**Consigne A**
Relevez chaque ligne des enregistrements qui contient la chaîne « woman », en tenant compte de la casse.

**Extrait du document**
+++++
L'article 23 de la Constitution veut que l'emploi des langues en Belgique ne puisse être réglé que par la loi.
C'est donc cette loi que vous devez vous résigner à attendre. Ce que je puis faire, c'est de prendre les mesures nécessaires pour que l'attente ne soit pas trop longue. A cet égard, les honorables membres apprendront sans doute avec satisfaction que le travail de la commission de révision touche a sa fin et que le projet de loi pourra être présenté dans le cours de la session prochaine.
M. Bara. - Je remercie M. le ministre de la justice des explications qu'il a données.
Je n'ai pas l'intention de discuter de nouveau la question de honoraires de messes. J'ai donné mes raisons, l'honorable ministre et son prédécesseur ont donné les leurs. Je dois maintenir mon opinion. Le pays jugera.
Seulement, l'honorable ministre a produit un argument nouveau : il a dit que dans l'article 69 de la loi organique, il ne s'agissait que d'oblations et qu'il ne pouvait exister de fondations d'oblations, puisque les oblations sont des actes isolés et passagers. De plus, il a dit que j'avais négligé de parler des fondations pour l'exercice du culte, autorisées par l'article 73 de la loi organique.
+++++
**Consigne B**
Répondez brièvement aux questions suivantes à partir de l'extrait du document.
(i) Quel article de la Constitution veut que l'emploi des langues en Belgique ne puisse être réglé que par la loi ?
(ii) Dans quel délai le projet de loi pourra-t-il être présenté ?
(iii) Quel article de la loi organique autorise les fondations pour l'exercice du culte ?

**Enregistrements tirés d'une collection**
+++++
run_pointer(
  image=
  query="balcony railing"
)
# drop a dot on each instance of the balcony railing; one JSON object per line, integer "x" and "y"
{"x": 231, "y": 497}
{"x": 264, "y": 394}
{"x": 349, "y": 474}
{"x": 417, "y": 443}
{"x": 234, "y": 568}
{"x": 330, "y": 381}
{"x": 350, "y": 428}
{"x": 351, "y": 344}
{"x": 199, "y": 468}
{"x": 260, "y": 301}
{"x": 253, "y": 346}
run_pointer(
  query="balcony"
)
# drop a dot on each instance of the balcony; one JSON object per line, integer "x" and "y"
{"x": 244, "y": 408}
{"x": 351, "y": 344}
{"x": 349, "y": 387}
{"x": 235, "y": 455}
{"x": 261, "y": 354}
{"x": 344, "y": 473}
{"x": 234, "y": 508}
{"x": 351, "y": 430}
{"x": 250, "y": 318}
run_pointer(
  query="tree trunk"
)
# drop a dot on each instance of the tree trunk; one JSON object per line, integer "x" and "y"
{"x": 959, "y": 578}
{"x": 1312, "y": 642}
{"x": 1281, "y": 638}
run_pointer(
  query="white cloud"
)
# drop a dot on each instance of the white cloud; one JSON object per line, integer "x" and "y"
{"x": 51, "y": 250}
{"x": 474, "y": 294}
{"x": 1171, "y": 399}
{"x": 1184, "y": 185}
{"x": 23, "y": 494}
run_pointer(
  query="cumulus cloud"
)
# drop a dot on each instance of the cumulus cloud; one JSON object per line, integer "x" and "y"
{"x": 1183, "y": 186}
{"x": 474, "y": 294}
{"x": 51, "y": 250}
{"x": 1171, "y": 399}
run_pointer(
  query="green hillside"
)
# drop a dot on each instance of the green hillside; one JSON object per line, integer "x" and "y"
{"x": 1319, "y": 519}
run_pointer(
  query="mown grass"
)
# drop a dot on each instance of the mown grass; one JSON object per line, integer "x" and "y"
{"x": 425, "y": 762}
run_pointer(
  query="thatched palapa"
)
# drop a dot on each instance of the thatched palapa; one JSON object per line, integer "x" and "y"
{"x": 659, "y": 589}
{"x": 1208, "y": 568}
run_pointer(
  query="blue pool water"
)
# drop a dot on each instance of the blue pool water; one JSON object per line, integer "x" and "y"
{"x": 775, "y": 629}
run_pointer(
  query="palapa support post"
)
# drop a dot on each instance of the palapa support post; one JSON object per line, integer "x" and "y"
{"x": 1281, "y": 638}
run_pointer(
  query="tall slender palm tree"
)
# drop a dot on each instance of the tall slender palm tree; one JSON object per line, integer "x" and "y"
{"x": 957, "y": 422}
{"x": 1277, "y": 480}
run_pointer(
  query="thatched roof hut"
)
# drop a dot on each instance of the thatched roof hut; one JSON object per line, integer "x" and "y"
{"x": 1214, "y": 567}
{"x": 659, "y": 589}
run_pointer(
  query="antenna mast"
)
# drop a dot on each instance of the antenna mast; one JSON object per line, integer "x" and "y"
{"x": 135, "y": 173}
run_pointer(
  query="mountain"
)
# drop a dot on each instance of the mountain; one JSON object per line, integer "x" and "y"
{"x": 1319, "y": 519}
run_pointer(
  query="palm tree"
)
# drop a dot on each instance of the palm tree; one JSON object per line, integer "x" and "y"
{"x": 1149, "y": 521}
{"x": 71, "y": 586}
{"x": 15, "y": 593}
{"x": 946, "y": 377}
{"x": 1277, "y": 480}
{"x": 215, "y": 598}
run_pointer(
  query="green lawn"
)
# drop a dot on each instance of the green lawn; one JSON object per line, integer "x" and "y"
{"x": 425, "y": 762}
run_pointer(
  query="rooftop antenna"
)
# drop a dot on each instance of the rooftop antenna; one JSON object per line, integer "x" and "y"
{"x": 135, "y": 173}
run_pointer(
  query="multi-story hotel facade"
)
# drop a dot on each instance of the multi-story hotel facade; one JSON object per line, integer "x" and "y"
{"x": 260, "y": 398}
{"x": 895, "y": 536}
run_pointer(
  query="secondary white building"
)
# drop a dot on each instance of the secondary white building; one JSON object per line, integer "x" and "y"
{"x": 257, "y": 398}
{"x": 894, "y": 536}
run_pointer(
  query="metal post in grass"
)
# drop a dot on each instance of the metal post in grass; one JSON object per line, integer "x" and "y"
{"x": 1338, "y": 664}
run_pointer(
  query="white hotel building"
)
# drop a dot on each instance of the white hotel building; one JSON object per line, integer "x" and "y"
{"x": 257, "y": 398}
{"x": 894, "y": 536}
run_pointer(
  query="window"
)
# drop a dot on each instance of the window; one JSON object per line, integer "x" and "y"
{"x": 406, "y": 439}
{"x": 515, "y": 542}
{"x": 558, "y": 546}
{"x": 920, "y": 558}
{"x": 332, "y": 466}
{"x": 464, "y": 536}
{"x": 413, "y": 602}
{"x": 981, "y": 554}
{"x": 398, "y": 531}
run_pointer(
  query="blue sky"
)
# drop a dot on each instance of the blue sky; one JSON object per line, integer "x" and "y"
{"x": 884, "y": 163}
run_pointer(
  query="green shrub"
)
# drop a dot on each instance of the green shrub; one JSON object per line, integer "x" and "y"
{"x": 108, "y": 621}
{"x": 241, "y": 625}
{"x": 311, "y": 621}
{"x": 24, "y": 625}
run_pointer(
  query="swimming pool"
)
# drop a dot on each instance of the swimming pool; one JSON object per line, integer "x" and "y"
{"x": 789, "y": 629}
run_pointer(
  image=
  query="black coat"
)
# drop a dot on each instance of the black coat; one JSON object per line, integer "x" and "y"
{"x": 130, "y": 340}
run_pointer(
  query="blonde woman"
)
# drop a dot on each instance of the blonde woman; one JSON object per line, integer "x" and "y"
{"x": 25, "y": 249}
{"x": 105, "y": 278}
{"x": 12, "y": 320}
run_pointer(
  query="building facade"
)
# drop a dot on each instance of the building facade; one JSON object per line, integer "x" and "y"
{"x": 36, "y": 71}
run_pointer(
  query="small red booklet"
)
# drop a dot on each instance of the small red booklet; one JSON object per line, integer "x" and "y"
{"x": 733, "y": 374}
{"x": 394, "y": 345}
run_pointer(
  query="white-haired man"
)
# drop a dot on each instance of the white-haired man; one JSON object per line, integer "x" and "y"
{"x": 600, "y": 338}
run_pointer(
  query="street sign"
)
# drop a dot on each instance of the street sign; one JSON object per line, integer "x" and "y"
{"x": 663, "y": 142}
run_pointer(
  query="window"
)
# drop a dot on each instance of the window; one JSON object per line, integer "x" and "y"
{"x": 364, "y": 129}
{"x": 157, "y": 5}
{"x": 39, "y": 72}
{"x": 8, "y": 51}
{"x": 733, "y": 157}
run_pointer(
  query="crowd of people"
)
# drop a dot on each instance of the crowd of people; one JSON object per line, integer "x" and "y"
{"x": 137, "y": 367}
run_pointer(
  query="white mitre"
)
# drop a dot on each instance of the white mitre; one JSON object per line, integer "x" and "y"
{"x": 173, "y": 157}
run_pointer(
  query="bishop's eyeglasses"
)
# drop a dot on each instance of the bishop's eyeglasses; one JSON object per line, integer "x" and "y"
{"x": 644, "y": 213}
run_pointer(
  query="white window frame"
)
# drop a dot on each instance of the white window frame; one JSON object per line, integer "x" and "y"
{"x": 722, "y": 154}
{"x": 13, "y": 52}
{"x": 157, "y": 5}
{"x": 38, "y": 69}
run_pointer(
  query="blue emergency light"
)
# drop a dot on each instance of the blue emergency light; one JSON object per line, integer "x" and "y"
+++++
**Réponse correcte A**
  query="blonde woman"
# drop a dot on each instance of the blonde woman; one JSON object per line, integer "x" and "y"

**Réponse correcte B**
(i) L'article 23.
(ii) Dans le cours de la session prochaine.
(iii) L'article 73.